SOURCE MATERIAL -
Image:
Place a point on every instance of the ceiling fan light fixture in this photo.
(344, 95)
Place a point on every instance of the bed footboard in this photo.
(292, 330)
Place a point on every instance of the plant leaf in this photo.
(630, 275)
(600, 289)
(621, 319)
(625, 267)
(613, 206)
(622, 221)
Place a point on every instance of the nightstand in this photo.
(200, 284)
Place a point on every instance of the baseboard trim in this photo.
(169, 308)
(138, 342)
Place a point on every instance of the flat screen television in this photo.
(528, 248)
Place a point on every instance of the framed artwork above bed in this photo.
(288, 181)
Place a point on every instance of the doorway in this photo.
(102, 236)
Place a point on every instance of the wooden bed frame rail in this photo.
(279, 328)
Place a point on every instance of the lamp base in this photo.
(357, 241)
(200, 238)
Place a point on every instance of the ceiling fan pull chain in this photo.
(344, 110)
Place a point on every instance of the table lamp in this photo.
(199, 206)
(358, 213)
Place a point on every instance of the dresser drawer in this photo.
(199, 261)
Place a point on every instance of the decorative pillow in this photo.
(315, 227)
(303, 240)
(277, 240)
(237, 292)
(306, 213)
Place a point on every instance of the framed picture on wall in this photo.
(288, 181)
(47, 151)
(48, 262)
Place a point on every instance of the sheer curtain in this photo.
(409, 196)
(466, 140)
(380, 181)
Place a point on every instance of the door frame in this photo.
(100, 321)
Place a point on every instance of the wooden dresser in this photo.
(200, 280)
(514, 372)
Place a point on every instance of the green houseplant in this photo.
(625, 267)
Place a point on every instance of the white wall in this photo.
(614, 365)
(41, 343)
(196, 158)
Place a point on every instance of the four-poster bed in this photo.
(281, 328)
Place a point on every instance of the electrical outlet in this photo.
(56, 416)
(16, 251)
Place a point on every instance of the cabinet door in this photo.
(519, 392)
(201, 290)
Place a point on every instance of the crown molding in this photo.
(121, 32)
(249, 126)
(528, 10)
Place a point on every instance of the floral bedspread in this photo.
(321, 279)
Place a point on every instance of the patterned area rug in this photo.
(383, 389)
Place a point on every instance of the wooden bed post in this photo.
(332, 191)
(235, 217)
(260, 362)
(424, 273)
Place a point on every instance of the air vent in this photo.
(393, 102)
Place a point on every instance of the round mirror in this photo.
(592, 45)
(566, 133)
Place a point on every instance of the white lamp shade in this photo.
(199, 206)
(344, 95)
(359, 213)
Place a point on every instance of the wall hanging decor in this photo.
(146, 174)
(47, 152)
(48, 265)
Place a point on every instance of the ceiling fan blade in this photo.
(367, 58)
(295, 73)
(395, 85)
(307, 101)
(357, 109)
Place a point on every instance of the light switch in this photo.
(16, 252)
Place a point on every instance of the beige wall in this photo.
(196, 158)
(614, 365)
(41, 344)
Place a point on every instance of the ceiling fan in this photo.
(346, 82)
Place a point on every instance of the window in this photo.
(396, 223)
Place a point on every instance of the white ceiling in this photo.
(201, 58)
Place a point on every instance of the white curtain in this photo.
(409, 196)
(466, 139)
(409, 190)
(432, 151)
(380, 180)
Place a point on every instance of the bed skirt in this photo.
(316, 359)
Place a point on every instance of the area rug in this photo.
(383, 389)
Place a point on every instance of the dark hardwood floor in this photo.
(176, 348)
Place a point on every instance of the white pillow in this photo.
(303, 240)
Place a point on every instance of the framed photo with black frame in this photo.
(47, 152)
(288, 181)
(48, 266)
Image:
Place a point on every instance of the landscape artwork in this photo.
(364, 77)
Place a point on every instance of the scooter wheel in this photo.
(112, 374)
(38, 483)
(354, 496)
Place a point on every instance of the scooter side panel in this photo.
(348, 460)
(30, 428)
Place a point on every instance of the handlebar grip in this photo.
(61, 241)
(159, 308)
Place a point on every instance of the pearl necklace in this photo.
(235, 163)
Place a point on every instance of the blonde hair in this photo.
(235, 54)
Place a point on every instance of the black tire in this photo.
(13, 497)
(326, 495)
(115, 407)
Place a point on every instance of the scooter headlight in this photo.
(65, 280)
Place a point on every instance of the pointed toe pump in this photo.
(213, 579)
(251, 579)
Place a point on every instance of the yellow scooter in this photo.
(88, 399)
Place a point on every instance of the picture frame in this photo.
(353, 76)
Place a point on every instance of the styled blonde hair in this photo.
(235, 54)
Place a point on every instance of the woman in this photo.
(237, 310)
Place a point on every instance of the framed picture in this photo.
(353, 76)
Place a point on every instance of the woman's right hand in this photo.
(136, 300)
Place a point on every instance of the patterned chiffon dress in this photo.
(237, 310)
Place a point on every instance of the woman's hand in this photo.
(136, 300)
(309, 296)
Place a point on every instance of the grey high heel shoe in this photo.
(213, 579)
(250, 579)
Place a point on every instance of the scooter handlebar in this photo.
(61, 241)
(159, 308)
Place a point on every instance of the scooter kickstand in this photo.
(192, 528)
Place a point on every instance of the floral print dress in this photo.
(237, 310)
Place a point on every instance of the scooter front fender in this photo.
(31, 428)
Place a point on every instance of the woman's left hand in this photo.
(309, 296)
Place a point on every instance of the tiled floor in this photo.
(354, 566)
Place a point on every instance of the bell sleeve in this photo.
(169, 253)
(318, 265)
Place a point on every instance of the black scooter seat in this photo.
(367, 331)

ACTIVITY - Your reply should match the data above exactly, line for line.

SOLUTION TO THIS PROBLEM -
Image:
Place a point on every instance of the ceiling fan light fixture in this photo.
(344, 95)
Place a point on every instance of the bed footboard in this photo.
(292, 330)
Place a point on every instance of the plant leaf in this photo.
(630, 275)
(600, 289)
(621, 319)
(625, 267)
(613, 206)
(622, 221)
Place a point on every instance of the nightstand in this photo.
(200, 284)
Place a point on every instance of the baseboard trim in this photo.
(169, 308)
(138, 342)
Place a point on every instance of the flat screen television in this photo.
(528, 248)
Place a point on every instance of the framed artwork above bed in this photo.
(288, 181)
Place a point on every instance of the doorway in this photo.
(102, 236)
Place a point on every instance of the wooden bed frame rail in this photo.
(279, 328)
Place a point on every instance of the lamp base in this photo.
(357, 241)
(200, 238)
Place a point on every instance of the ceiling fan pull chain in this photo.
(344, 110)
Place a point on every instance of the table lamp in this photo.
(199, 206)
(358, 213)
Place a point on every instance of the dresser drawer in this photo.
(199, 261)
Place a point on every instance of the decorative pillow in this photo.
(315, 227)
(303, 240)
(277, 240)
(237, 292)
(306, 213)
Place a point on every instance of the framed picture on wall in this photo.
(288, 181)
(47, 151)
(48, 262)
Place a point on every instance of the sheer curtain in this photo.
(409, 196)
(466, 140)
(380, 181)
Place a point on every instance of the door frame in this photo.
(100, 321)
Place a point on every instance of the wooden dresser in this photo.
(200, 280)
(514, 372)
Place a point on every instance of the green houseplant in this photo.
(625, 267)
Place a point on every instance of the white wall in this photo.
(614, 365)
(41, 343)
(196, 158)
Place a point on every instance of the four-poster bed in this photo.
(281, 328)
Place a point on every instance of the electrical outlet in this photo.
(56, 416)
(16, 251)
Place a point on every instance of the cabinet door in this photo.
(519, 392)
(201, 290)
Place a point on every instance of the crown molding in this photo.
(121, 32)
(249, 126)
(528, 10)
Place a point on every instance of the floral bedspread in this photo.
(321, 279)
Place a point on every instance of the patterned area rug in this photo.
(383, 389)
Place a point on every instance of the wooden bed post in this photo.
(332, 191)
(235, 217)
(260, 362)
(424, 273)
Place a point on every instance of the air vent in this photo.
(393, 102)
Place a point on every instance of the round mirror in this photo.
(592, 45)
(566, 133)
Place a point on every instance of the white lamp shade in this photo.
(199, 206)
(344, 95)
(359, 213)
Place a point on every instance of the wall hanging decor in this photo.
(146, 174)
(47, 152)
(48, 265)
Place a point on every instance of the ceiling fan blade in this photo.
(367, 58)
(295, 73)
(395, 85)
(307, 101)
(357, 109)
Place a point on every instance of the light switch in this photo.
(16, 252)
Place a point on every instance of the beige wall in this photo.
(196, 158)
(614, 365)
(41, 344)
Place a point on every instance of the ceiling fan in this photo.
(346, 82)
Place a point on every instance of the window in this photo.
(396, 223)
Place a point on every instance of the white ceiling in this photo.
(201, 58)
Place a point on every instance of the white curtain in this photo.
(409, 196)
(466, 139)
(409, 190)
(432, 151)
(380, 180)
Place a point on every instance of the bed skirt in this photo.
(316, 359)
Place a point on every instance of the area rug in this photo.
(383, 389)
Place a point on every instance of the dark hardwood floor in this photo.
(176, 348)
Place a point on every instance of the white pillow in this photo.
(303, 240)
Place a point on every instance of the framed photo with black frame in this photo.
(47, 152)
(288, 181)
(48, 266)
Image:
Place a point on every instance of the landscape artwork in this photo.
(364, 77)
Place a point on every instance of the scooter wheel in this photo.
(112, 374)
(38, 483)
(354, 496)
Place a point on every instance of the scooter side panel in this photo.
(348, 460)
(30, 428)
Place a point on every instance of the handlebar grip in this photo.
(61, 241)
(159, 308)
Place a point on every instance of the pearl necklace in this photo.
(235, 163)
Place a point on every instance of the blonde hair in this photo.
(235, 54)
Place a point on every instance of the black tire in this photo.
(13, 497)
(326, 495)
(115, 407)
Place a point on every instance of the scooter headlight in this photo.
(65, 280)
Place a point on every instance of the pointed toe pump in this photo.
(213, 579)
(251, 579)
Place a point on every instance of the yellow scooter in this photo.
(88, 399)
Place a point on every instance of the picture frame in this photo.
(353, 76)
Place a point on every instance of the styled blonde hair in this photo.
(235, 54)
Place a point on every instance of the woman in this photo.
(237, 310)
Place a point on every instance of the framed picture in this photo.
(353, 76)
Place a point on every instance of the woman's right hand in this photo.
(136, 300)
Place a point on every instance of the patterned chiffon dress in this photo.
(237, 310)
Place a point on every instance of the woman's hand in this photo.
(136, 300)
(309, 296)
Place a point on every instance of the grey high heel shoe in this photo.
(213, 579)
(250, 579)
Place a point on every instance of the scooter handlebar in this photo.
(61, 241)
(159, 308)
Place a point on every instance of the scooter kickstand in this photo.
(192, 528)
Place a point on every instance of the floral print dress in this photo.
(237, 310)
Place a point on every instance of the scooter front fender in this photo.
(31, 428)
Place a point on every instance of the woman's left hand in this photo.
(309, 296)
Place a point on every instance of the tiled floor in this photo.
(354, 566)
Place a point on every instance of the bell sleeve in this photo.
(169, 253)
(318, 265)
Place a point on every instance of the black scooter seat in this photo.
(367, 331)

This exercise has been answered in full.